PROBLEM TO SOLVE - Pull out every line in the records below that contains the word "hand", and copy each one in full.

---------- SUPPLIED DATA

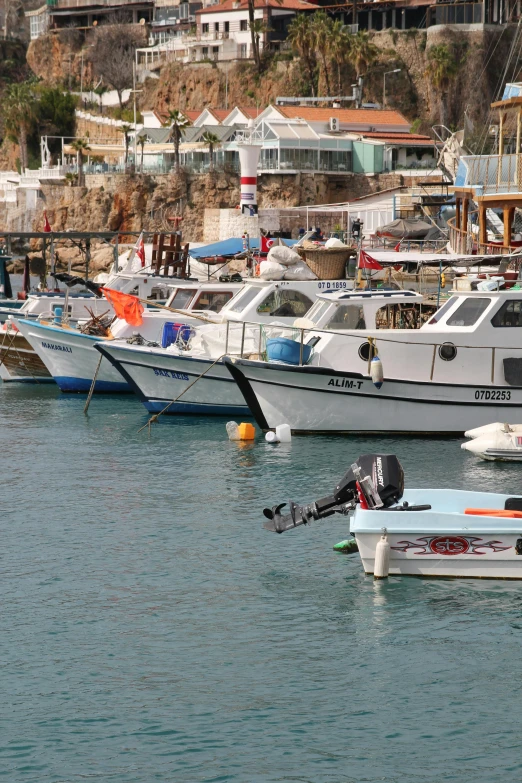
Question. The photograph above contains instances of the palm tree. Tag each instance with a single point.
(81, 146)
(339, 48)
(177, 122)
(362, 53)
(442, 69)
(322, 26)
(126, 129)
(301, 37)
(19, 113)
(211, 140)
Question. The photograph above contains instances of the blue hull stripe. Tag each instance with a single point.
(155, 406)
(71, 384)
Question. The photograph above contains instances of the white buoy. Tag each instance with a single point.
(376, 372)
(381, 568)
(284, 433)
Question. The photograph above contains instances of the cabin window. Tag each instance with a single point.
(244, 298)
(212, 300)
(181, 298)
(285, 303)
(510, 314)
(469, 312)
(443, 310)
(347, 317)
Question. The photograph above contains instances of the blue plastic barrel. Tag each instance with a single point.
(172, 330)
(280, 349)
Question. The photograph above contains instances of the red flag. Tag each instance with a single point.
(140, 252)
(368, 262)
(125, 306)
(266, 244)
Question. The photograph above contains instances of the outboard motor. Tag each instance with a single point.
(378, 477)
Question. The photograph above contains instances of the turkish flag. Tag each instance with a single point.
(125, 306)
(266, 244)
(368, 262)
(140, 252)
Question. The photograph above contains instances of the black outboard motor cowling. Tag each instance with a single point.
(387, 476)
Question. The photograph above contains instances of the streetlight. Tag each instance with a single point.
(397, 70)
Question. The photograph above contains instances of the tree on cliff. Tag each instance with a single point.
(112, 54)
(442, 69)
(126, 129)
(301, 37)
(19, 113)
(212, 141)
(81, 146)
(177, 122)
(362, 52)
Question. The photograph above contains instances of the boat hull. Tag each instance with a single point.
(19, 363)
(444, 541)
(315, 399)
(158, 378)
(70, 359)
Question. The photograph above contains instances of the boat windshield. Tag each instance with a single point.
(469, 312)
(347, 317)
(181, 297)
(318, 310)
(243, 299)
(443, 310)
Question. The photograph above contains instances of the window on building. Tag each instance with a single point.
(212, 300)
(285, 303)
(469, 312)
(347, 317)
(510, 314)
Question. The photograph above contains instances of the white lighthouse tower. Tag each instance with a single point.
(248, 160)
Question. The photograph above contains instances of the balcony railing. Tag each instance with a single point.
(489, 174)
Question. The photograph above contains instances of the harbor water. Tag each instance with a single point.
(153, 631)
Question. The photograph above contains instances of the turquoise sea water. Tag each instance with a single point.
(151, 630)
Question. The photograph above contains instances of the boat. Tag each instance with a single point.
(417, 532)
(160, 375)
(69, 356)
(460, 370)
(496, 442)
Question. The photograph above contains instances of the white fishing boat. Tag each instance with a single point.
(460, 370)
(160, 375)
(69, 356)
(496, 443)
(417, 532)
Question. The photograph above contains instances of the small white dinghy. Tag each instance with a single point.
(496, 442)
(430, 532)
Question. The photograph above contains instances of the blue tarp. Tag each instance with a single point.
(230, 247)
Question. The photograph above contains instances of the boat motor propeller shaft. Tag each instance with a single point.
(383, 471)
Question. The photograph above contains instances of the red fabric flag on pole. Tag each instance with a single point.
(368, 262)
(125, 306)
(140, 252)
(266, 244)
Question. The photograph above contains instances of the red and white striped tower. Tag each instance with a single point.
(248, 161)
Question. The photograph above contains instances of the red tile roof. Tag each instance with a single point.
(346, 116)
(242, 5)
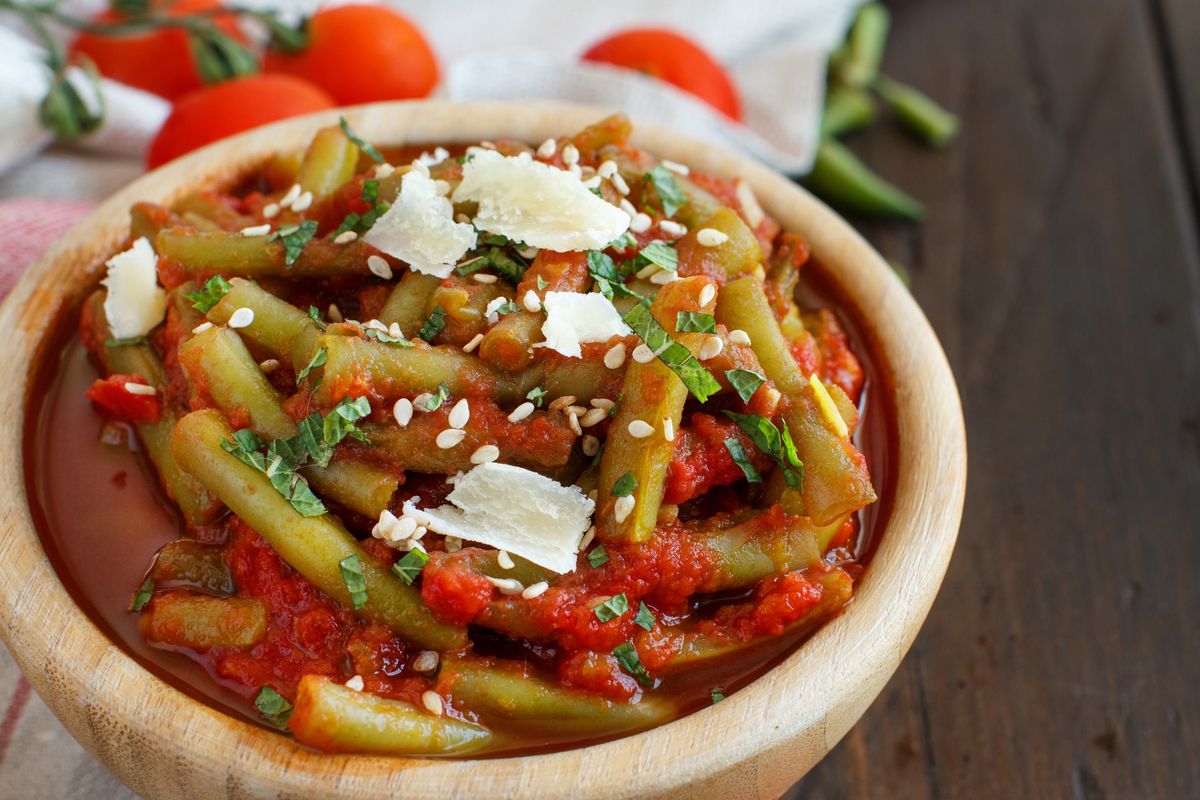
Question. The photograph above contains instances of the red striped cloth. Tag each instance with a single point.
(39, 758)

--------------------
---------- SUPPLIED DATA

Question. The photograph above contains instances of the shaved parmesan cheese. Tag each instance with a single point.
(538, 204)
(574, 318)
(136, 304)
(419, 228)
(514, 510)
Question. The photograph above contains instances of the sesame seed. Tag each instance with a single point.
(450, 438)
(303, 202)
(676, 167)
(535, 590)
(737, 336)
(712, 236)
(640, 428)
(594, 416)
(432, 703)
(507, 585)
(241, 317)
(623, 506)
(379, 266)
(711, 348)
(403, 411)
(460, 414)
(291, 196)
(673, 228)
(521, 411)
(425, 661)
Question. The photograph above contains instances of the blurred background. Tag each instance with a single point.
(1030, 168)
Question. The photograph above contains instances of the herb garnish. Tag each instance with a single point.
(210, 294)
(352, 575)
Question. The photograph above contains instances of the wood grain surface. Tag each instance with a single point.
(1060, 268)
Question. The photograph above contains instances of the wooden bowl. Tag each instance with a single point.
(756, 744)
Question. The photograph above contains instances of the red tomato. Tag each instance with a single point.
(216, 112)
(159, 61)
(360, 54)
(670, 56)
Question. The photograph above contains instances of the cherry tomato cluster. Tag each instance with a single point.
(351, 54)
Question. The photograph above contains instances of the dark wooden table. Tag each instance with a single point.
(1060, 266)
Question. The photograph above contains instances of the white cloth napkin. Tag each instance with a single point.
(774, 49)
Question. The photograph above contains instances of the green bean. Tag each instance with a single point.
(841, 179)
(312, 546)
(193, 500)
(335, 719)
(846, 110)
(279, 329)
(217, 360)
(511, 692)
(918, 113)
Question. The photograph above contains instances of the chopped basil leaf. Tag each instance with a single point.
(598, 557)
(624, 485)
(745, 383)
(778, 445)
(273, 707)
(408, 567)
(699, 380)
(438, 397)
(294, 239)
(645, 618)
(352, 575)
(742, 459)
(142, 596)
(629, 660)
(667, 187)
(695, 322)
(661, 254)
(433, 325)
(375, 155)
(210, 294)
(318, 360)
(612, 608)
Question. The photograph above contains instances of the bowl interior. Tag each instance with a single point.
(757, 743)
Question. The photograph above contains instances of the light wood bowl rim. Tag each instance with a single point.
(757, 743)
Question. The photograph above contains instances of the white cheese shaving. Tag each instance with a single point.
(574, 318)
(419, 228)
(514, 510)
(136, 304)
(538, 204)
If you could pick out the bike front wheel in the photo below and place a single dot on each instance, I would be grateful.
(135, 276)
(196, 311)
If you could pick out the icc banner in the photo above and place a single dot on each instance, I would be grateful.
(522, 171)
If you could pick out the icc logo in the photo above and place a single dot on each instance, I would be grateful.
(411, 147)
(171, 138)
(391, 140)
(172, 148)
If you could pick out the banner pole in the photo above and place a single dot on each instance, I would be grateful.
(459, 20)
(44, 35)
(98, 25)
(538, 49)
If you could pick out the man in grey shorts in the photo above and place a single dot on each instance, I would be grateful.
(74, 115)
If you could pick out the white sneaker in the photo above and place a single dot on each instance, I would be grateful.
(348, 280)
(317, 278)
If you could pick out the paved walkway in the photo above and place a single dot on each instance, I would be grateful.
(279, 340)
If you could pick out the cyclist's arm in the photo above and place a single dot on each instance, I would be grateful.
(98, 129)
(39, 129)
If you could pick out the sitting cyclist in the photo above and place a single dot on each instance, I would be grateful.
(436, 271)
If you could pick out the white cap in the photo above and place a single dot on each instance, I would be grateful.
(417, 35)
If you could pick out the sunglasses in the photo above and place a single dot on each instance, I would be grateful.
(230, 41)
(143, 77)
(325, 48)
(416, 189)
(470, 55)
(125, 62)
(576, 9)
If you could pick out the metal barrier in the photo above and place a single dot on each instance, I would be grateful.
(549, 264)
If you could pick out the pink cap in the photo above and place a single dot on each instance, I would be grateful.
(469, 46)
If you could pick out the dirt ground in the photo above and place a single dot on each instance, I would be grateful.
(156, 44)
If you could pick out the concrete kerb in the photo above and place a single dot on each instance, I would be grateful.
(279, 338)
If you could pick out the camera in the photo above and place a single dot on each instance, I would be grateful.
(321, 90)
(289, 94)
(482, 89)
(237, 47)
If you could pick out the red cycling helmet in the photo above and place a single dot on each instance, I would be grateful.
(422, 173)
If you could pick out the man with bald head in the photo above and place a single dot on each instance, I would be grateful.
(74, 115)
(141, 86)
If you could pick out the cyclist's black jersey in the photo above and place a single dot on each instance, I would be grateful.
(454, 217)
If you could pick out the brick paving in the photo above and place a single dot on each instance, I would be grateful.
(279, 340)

--------------------
---------- SUPPLIED DATA

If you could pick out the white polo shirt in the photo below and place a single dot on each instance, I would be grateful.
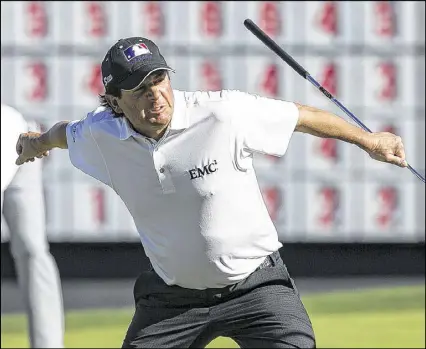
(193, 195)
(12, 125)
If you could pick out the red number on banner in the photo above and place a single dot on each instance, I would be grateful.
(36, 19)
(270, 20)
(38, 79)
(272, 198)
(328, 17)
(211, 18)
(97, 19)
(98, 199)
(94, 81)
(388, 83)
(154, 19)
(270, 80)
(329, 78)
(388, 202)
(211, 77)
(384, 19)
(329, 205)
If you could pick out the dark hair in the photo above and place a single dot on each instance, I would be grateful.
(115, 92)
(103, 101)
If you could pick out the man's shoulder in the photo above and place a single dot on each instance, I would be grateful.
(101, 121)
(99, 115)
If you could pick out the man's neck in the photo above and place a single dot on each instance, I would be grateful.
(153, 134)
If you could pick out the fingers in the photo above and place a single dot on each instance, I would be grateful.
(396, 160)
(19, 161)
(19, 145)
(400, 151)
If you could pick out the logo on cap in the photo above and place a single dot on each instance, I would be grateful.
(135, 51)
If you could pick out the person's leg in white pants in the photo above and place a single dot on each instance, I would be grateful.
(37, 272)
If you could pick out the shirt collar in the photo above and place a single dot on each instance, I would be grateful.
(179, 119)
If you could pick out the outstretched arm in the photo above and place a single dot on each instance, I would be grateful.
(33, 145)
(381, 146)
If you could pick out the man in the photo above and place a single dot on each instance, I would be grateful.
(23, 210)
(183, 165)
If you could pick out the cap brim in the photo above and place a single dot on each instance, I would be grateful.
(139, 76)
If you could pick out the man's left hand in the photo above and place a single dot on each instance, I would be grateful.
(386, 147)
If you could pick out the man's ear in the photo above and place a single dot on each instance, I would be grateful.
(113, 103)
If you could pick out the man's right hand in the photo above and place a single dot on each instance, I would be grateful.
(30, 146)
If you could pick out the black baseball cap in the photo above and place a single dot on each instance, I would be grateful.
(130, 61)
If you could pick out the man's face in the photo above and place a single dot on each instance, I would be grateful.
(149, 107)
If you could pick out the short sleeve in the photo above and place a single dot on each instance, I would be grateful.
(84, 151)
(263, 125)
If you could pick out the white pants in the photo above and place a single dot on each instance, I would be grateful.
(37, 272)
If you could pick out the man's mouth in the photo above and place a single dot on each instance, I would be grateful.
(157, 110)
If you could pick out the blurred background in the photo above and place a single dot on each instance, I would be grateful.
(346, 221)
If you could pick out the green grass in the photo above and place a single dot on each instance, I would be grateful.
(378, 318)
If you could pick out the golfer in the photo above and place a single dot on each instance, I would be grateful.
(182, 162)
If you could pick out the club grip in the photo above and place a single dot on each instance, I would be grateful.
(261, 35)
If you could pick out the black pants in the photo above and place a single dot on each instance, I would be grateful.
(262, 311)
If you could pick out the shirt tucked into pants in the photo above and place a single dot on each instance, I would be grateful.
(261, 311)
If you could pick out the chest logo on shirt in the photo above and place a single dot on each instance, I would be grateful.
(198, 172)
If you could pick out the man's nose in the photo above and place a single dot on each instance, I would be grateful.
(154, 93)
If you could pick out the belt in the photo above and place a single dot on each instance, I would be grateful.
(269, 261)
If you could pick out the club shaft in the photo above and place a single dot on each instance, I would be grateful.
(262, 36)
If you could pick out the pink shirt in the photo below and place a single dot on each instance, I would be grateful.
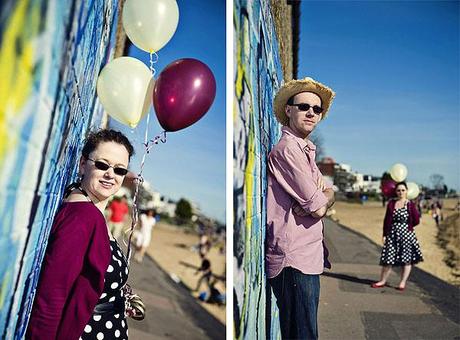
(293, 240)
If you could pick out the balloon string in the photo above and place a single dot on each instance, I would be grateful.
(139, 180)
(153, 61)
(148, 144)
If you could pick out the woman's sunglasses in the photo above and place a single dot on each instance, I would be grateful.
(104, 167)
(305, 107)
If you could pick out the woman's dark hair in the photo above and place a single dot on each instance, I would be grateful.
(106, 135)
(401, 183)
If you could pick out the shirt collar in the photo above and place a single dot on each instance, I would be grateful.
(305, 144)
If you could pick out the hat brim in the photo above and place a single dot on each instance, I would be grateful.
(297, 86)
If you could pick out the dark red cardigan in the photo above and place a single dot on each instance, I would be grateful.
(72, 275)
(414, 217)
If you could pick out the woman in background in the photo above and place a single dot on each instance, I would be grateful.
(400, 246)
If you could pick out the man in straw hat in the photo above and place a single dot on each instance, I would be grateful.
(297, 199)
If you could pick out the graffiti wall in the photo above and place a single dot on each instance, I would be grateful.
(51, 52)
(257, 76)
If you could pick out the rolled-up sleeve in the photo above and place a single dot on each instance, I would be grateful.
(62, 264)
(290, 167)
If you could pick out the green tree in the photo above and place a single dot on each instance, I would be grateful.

--------------------

TASK SOLUTION -
If you could pick out the man's left hand in the photo above and place a single dot on each instance, I would be grateful.
If you could pick out the man's right hand in the photo above and place a single dot on each instance, I would be grateful.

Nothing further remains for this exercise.